What the Führer‘s Aides saw

Adolf Hitler is in his bunker. The Russians are virtually on the doorstep and Berlin has essentially fallen.The Führer has just told his personal staff and fellow Nazi leaders that he would kill himself rather than be captured and put on display by Stalin in Moscow.

Outside, Russian artillery splinters the concrete. German sharpshooters, one of the last line of Hitler's crumbling bunker defence, scan the terrain.

The business of war limps to an end as those who have served Hitler and the Third Reich come to terms with defeat and Hitler's proposed suicide. Hitler tells them he has considered shooting himself, slitting his wrists and taking poison. "The war is lost,'' he screams. "I will never leave Berlin ... I would prefer to put a bullet in my head.''


He commands that after his death his body is to be destroyed: nothing is to be left for the Russians.


There are many others. All are hard men of the Third Reich, architects of the Holocaust and a war machine that killed tens of millions of soldiers and civilians and devastated Europe. They are stunned by the anticipated suicide of one man.


Among them are war criminals and some of them cry for Hitler. There is cognac on the table. Many take a few swigs. Others are so shocked by the imminent loss of their Führer they are too overcome to speak clearly.


They know they are to be part of yet another of the great dramas of the 20th century: the last living moments and death of Adolf Hitler.

***

» **Prompt A**
In the bunker passage, what did Hitler order to be done with his body after his death?

***

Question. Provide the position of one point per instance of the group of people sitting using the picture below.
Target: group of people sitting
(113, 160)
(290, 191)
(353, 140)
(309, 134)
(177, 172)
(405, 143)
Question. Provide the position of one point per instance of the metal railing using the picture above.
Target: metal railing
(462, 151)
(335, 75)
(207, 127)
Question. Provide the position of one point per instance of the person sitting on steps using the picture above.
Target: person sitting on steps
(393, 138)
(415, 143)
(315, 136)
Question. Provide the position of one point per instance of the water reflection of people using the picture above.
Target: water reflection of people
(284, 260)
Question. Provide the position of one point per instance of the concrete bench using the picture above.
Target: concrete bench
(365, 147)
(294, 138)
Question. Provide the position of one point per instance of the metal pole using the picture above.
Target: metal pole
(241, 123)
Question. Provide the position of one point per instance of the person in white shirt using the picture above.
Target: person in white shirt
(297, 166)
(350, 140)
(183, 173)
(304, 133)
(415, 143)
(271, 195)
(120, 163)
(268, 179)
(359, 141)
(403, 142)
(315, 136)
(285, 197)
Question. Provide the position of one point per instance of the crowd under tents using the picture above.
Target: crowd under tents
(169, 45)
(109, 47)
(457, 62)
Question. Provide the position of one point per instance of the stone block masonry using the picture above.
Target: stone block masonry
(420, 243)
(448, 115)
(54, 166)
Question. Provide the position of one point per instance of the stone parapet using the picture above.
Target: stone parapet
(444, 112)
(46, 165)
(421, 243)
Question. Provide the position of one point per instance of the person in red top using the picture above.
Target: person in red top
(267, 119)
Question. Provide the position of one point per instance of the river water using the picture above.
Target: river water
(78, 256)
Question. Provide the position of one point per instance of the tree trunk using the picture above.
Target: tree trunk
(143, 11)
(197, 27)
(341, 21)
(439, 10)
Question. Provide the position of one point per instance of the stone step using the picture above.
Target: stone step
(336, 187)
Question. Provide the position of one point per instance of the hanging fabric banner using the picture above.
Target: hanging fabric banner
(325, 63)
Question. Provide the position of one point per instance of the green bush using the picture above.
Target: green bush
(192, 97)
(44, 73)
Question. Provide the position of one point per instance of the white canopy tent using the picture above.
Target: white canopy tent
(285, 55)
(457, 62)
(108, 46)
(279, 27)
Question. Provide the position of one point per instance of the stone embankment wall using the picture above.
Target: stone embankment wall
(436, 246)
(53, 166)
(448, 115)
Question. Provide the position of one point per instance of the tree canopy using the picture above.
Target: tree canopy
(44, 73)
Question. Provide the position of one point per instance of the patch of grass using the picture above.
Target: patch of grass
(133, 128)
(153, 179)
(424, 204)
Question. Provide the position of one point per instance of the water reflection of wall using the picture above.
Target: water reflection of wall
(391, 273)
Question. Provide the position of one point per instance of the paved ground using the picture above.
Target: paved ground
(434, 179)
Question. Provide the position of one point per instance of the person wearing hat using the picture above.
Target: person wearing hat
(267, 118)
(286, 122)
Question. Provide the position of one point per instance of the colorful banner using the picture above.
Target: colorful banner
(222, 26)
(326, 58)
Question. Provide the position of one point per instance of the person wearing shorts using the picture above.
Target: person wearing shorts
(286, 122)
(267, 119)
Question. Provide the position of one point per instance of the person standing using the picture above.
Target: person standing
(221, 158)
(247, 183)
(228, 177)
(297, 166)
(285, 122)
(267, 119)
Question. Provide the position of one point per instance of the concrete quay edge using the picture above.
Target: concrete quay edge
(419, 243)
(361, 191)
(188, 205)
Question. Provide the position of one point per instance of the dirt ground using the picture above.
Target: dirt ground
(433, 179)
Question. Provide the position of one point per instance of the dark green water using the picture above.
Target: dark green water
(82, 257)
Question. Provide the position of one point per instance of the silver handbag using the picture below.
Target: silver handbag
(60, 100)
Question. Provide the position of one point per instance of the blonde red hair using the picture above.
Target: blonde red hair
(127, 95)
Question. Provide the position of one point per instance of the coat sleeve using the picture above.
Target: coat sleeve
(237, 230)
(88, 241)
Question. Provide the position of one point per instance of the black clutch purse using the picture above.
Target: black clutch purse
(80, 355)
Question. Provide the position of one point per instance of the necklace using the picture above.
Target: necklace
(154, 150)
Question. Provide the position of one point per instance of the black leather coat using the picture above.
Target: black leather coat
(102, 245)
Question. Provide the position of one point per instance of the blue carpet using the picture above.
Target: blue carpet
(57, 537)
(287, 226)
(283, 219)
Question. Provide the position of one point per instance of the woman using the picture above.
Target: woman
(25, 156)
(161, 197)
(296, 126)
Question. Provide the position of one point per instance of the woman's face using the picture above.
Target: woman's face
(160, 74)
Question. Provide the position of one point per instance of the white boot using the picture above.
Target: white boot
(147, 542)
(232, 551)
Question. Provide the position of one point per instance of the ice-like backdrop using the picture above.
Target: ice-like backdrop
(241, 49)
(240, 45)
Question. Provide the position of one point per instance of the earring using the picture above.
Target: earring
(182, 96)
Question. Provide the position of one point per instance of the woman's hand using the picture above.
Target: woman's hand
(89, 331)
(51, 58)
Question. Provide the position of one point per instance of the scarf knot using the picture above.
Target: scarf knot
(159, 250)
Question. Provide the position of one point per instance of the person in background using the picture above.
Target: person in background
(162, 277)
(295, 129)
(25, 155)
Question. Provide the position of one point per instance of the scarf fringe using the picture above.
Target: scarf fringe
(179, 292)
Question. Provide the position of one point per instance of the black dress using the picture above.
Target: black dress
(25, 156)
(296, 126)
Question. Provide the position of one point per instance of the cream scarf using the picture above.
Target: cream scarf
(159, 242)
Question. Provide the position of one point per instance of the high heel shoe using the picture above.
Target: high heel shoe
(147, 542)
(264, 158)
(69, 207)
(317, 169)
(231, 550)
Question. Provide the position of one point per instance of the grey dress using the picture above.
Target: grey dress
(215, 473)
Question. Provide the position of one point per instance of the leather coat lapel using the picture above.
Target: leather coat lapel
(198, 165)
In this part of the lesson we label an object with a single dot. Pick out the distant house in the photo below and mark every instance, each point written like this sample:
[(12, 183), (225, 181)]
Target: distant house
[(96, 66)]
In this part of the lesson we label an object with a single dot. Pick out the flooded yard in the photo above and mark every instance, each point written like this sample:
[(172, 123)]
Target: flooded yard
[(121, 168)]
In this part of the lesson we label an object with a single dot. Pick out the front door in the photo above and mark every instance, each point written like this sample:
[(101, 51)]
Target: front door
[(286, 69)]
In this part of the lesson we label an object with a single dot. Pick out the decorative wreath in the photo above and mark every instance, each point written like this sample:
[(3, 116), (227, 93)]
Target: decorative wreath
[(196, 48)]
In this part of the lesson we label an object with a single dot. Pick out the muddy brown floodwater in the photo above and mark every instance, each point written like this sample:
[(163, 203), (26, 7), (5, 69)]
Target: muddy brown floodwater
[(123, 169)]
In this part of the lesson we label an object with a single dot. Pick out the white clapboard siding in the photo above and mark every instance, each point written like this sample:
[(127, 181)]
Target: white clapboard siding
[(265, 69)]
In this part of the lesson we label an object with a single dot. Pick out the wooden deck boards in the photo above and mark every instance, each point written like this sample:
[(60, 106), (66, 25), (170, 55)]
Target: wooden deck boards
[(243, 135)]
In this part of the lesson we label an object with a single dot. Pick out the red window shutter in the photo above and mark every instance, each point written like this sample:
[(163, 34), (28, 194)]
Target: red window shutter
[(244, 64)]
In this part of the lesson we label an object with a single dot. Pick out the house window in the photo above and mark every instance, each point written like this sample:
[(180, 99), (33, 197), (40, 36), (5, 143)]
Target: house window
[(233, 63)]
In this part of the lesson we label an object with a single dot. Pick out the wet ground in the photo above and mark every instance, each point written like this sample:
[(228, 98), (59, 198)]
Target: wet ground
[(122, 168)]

***

» **Prompt B**
Rewrite the stretch of the records from the line containing "out the front" through the line containing "[(233, 63)]" as a Markdown table with columns n and Line, one numbered row per line and no blank lines.

» **Task solution A**
His body was to be destroyed so that nothing was left for the Russians.

» **Task solution B**
| n | Line |
|---|---|
| 1 | In this part of the lesson we label an object with a single dot. Pick out the front door in the photo above and mark every instance, each point written like this sample: |
| 2 | [(101, 51)] |
| 3 | Target: front door |
| 4 | [(286, 69)] |
| 5 | In this part of the lesson we label an object with a single dot. Pick out the decorative wreath in the photo above and mark every instance, each point written like this sample: |
| 6 | [(3, 116), (227, 93)] |
| 7 | Target: decorative wreath |
| 8 | [(196, 48)] |
| 9 | In this part of the lesson we label an object with a single dot. Pick out the muddy brown floodwater in the photo above and mark every instance, each point written like this sample: |
| 10 | [(163, 203), (26, 7), (5, 69)] |
| 11 | Target: muddy brown floodwater |
| 12 | [(123, 169)] |
| 13 | In this part of the lesson we label an object with a single dot. Pick out the white clapboard siding in the photo above and mark every instance, each point written like this sample: |
| 14 | [(127, 181)] |
| 15 | Target: white clapboard siding |
| 16 | [(265, 69)] |
| 17 | In this part of the lesson we label an object with a single dot. Pick out the wooden deck boards in the photo above and mark every instance, each point written like this sample: |
| 18 | [(60, 106), (66, 25), (170, 55)] |
| 19 | Target: wooden deck boards |
| 20 | [(243, 135)] |
| 21 | In this part of the lesson we label an object with a single dot. Pick out the red window shutter in the photo above and mark every instance, each point written like this sample: |
| 22 | [(163, 34), (28, 194)] |
| 23 | Target: red window shutter |
| 24 | [(244, 64)] |
| 25 | In this part of the lesson we label an object with a single dot. Pick out the house window in the photo above and mark every instance, each point written like this sample: |
| 26 | [(180, 99), (33, 197), (40, 36), (5, 143)] |
| 27 | Target: house window |
| 28 | [(233, 63)] |